╭─ Passage shown

Vol. 3, No. 19 (October 01, 2010)

Nation-building and language policy in post-Soviet Azerbaijan

Kyle L. Marquardt
PhD Student, Political Science
University of Wisconsin-Madison 

Note: A more detailed article on this topic will be published in a forthcoming issue of Central Asian Survey

Social-scientific literature has long accepted the fact that a national language can play an essential role in nation-building (for examples, see Fishman 1968, Anderson 2006).  This role can be positive in terms of state-building: revitalizing a formerly oppressed national language can help a state find a new, independent identity.  However, the role can also be divisive: a state can come into conflict with local minorities by attempting linguistic rationalization—that is, unifying the state under one language (Laitin 1988).

In Azerbaijan, language could have potentially played either role.  On one hand, Azerbaijan was—and remains—largely ethnically Azerbaijani (90.6 percent in 1999, according to The World Factbook) and its titular population evinced a relatively high degree of Azerbaijani linguistic knowledge. [1] Such a situation would appear ideal for linguistic revitalization and unification of the state under Azerbaijani.  On the other hand, Azerbaijan’s urban centers had significant Russophone populations (Fierman 2009) and moreover its post-Soviet history was marred by ethnic conflict: aside from the Karabakh conflict, members of both the Lazgi and Talysh populations of Azerbaijan had engaged in secessionist activities. [2] As a result, attempts to use ethnic Azerbaijanis’ demographic dominance to force the Azerbaijani language on the entire population could have led to greater unrest. 

On the whole, the policy adopted by Azerbaijan’s government mainly has avoided potential problems by emphasizing the symbolic aspects of language, not mandating changes in linguistic behavior: while the government framed the Azerbaijani language as a symbol of the independent Azerbaijani state and nation, it also made significant allowances to speakers of other languages.  In practice, such a policy has meant that while usage of the Azerbaijani language was certainly encouraged, this encouragement has not been overtly coercive.  Indeed, the government has taken great pains to portray itself as a supporter of Azerbaijan’s ethnic communities.  At the same time, the demographic dominance of Azerbaijanis in Azerbaijan has meant that more extreme language policies were unnecessary: even without greater pressure from the government, Azerbaijani has gradually become essential for most citizens of Azerbaijan de facto if not de jure.

╰─

* **Problem description**
Reproduce the part of the Azerbaijan language-policy text starting at "Note: A more" and ending at "language (Laitin 1988).", word for word.

╭─ Data shown

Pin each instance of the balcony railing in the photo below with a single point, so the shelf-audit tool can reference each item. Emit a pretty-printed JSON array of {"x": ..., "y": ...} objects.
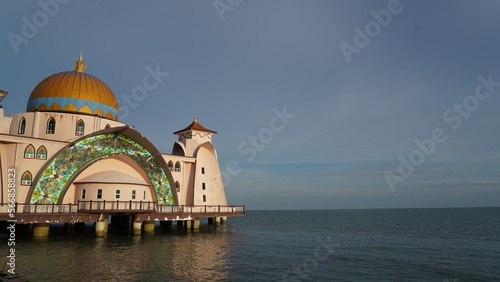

╰─

* **Answer to the exercise**
Note: A more detailed article on this topic will be published in a forthcoming issue of Central Asian Survey

Social-scientific literature has long accepted the fact that a national language can play an essential role in nation-building (for examples, see Fishman 1968, Anderson 2006).  This role can be positive in terms of state-building: revitalizing a formerly oppressed national language can help a state find a new, independent identity.  However, the role can also be divisive: a state can come into conflict with local minorities by attempting linguistic rationalization—that is, unifying the state under one language (Laitin 1988).